ABOUT THIS TASK ::
Among the entries, find each line that includes the string "woman" and list it.
______________________________
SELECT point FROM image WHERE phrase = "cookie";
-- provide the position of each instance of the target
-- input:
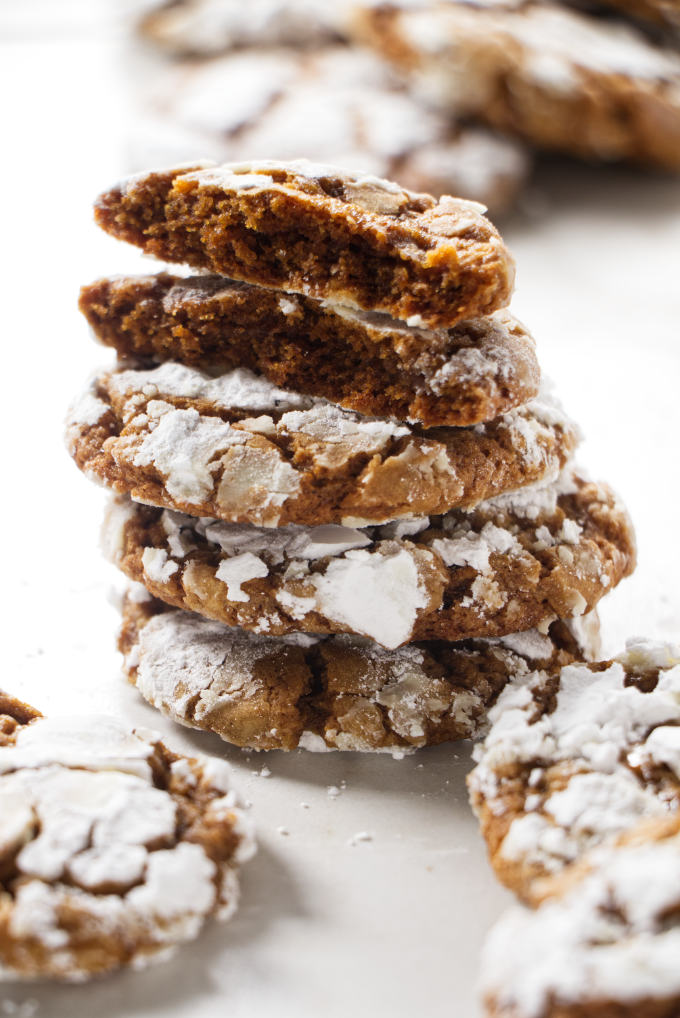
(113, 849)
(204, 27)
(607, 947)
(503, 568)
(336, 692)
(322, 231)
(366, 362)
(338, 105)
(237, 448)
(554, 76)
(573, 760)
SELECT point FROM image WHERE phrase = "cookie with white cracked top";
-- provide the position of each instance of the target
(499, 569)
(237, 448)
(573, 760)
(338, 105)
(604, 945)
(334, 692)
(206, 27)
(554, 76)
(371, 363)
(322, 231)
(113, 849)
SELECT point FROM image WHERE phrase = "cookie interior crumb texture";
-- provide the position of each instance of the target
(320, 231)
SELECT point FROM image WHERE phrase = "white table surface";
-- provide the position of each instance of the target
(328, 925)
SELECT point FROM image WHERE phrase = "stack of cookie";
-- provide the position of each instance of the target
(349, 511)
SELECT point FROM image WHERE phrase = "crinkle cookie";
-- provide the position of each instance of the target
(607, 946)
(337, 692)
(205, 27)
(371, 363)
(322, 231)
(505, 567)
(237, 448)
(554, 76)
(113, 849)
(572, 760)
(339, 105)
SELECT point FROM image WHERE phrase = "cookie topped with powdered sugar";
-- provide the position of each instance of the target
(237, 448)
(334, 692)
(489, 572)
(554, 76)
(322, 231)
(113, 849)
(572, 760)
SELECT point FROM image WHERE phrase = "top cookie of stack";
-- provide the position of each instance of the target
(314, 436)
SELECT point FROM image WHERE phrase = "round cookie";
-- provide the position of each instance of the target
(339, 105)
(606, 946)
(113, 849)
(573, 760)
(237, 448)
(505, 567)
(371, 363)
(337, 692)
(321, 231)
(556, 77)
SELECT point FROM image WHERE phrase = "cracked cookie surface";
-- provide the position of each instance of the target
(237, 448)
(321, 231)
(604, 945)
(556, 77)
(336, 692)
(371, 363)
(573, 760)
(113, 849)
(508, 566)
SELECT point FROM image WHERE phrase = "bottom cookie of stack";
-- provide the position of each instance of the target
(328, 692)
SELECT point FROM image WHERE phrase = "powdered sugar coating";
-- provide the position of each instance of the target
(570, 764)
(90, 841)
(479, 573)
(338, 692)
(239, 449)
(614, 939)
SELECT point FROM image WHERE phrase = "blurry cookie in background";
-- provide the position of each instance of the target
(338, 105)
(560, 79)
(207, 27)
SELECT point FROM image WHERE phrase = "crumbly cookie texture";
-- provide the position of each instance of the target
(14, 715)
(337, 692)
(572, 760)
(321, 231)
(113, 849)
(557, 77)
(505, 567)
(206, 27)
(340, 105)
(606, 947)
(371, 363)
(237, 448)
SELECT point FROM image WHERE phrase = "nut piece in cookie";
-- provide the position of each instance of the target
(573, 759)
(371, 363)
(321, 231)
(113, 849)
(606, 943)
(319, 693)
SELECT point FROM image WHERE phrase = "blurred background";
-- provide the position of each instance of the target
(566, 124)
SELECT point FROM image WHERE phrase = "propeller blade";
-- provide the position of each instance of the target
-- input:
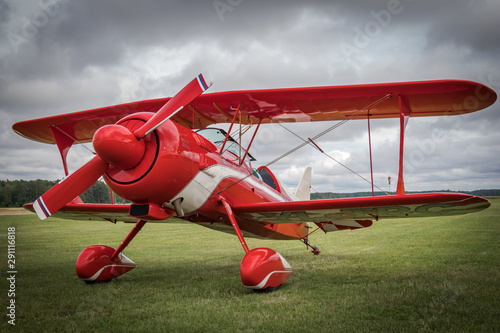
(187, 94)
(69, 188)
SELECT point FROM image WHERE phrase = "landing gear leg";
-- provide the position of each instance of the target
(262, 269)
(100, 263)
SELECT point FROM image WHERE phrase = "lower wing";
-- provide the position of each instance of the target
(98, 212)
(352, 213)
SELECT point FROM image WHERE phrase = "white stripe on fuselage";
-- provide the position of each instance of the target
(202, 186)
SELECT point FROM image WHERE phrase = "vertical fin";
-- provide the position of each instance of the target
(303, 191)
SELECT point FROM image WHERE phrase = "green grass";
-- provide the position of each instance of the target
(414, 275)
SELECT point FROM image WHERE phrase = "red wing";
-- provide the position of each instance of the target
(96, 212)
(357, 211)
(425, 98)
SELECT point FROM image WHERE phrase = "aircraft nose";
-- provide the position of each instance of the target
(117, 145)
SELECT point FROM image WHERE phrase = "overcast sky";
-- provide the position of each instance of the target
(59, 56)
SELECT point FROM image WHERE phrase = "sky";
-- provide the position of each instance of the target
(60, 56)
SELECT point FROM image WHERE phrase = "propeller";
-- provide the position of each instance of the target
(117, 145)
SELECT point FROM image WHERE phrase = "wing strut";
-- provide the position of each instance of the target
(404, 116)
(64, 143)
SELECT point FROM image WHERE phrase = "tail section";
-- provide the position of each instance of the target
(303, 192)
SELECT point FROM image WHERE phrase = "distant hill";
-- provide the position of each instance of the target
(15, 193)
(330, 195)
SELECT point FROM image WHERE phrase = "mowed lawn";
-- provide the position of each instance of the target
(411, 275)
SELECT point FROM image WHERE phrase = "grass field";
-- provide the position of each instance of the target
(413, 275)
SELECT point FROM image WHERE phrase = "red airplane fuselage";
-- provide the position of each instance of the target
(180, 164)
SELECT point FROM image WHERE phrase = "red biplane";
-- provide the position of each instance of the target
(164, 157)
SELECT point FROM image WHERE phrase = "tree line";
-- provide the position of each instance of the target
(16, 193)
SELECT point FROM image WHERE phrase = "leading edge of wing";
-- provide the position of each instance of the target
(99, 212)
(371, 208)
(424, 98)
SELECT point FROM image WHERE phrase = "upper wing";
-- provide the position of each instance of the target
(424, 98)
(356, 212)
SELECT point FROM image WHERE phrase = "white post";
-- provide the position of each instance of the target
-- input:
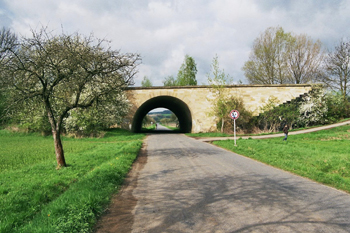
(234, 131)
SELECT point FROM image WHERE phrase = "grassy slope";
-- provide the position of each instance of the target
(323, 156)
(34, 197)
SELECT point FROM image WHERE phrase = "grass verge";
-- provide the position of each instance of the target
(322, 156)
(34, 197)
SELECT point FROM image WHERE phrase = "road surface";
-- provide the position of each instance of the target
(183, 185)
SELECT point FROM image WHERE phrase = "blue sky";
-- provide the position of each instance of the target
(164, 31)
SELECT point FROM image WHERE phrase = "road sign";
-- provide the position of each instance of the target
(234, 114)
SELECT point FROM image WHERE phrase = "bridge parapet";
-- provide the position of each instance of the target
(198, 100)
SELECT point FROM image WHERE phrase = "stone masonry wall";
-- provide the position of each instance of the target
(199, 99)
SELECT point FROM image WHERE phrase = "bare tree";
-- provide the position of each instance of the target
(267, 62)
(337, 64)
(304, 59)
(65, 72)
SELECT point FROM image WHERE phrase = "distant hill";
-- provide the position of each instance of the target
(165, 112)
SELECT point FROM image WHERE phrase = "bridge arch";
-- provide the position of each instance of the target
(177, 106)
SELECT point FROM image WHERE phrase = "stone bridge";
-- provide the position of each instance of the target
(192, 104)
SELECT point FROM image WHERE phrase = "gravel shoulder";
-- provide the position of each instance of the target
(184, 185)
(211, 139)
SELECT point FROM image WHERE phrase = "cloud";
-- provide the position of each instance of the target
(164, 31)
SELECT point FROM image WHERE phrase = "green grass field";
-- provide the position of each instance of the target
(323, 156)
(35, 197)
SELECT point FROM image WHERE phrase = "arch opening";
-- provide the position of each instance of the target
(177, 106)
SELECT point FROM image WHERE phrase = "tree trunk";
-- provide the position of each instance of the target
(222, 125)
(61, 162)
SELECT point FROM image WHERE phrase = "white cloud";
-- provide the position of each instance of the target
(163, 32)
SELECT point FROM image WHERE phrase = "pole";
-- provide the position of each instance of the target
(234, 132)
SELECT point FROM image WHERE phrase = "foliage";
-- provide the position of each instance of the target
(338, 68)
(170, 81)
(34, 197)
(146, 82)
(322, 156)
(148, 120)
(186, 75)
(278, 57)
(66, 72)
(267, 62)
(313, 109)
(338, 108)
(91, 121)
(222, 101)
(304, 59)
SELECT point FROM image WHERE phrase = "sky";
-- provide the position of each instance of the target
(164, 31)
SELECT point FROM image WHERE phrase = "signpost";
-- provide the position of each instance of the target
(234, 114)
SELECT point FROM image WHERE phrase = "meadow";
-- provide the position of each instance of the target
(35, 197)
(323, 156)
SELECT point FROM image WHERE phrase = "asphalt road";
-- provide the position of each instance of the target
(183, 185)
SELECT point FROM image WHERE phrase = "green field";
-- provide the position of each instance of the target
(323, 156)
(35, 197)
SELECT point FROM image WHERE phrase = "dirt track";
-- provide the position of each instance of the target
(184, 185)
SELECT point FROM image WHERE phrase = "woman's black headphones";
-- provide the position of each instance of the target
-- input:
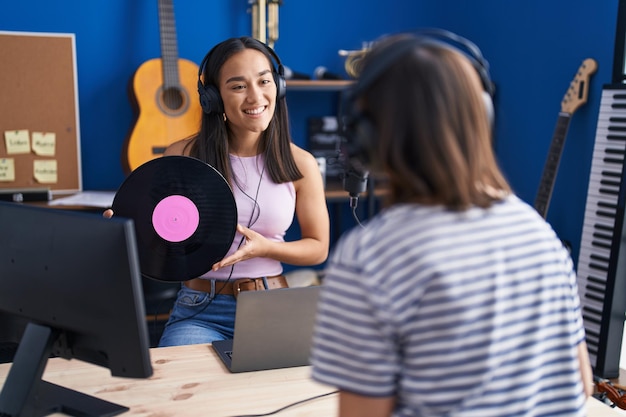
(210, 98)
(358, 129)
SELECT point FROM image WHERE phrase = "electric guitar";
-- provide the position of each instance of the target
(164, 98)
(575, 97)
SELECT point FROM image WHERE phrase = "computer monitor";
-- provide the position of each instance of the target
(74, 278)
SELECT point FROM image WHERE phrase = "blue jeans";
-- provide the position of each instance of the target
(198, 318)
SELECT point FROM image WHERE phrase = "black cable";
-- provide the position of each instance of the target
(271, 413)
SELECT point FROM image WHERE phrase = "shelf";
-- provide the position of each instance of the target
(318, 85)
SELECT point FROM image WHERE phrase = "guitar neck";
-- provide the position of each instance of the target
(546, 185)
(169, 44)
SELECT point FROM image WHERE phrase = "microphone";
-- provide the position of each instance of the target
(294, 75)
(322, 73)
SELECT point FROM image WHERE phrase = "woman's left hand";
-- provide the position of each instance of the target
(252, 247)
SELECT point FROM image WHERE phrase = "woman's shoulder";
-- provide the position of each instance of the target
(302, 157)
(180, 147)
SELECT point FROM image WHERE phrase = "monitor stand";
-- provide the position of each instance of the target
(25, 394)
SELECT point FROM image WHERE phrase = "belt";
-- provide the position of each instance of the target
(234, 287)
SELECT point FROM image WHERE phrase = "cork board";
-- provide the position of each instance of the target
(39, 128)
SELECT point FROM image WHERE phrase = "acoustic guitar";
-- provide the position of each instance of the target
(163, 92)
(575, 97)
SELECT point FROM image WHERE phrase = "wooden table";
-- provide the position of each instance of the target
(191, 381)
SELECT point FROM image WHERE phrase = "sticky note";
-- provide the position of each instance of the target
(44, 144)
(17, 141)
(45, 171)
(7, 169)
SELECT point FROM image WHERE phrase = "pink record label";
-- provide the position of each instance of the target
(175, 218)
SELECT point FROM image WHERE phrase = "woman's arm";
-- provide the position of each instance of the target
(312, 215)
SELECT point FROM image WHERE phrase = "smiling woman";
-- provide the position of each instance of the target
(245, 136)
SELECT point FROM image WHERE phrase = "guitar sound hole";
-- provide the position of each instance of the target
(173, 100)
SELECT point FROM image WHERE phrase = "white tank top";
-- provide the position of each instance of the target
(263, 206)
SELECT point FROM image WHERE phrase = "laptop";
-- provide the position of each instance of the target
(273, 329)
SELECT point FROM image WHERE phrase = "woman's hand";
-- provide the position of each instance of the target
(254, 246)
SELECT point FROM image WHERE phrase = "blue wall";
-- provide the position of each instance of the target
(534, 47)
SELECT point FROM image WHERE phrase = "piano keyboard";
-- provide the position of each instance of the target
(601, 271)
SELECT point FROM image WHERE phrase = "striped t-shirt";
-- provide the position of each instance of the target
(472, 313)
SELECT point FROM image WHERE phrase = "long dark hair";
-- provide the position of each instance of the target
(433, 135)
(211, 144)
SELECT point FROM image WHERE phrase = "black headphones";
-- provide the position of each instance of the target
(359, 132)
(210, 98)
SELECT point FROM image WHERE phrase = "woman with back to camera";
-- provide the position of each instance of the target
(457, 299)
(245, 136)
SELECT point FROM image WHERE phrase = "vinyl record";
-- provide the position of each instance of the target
______________________________
EXERCISE RESULT ::
SELECT point FROM image WHERE phrase = "woman's black headphones";
SELECT point FROM image WHERE phrase = "woman's left hand";
SELECT point FROM image WHERE phrase = "woman's shoulder";
SELECT point FROM image WHERE phrase = "woman's arm";
SELECT point FROM image WHERE phrase = "smiling woman";
SELECT point FROM image WHERE phrase = "woman's hand";
SELECT point FROM image WHERE phrase = "woman with back to camera";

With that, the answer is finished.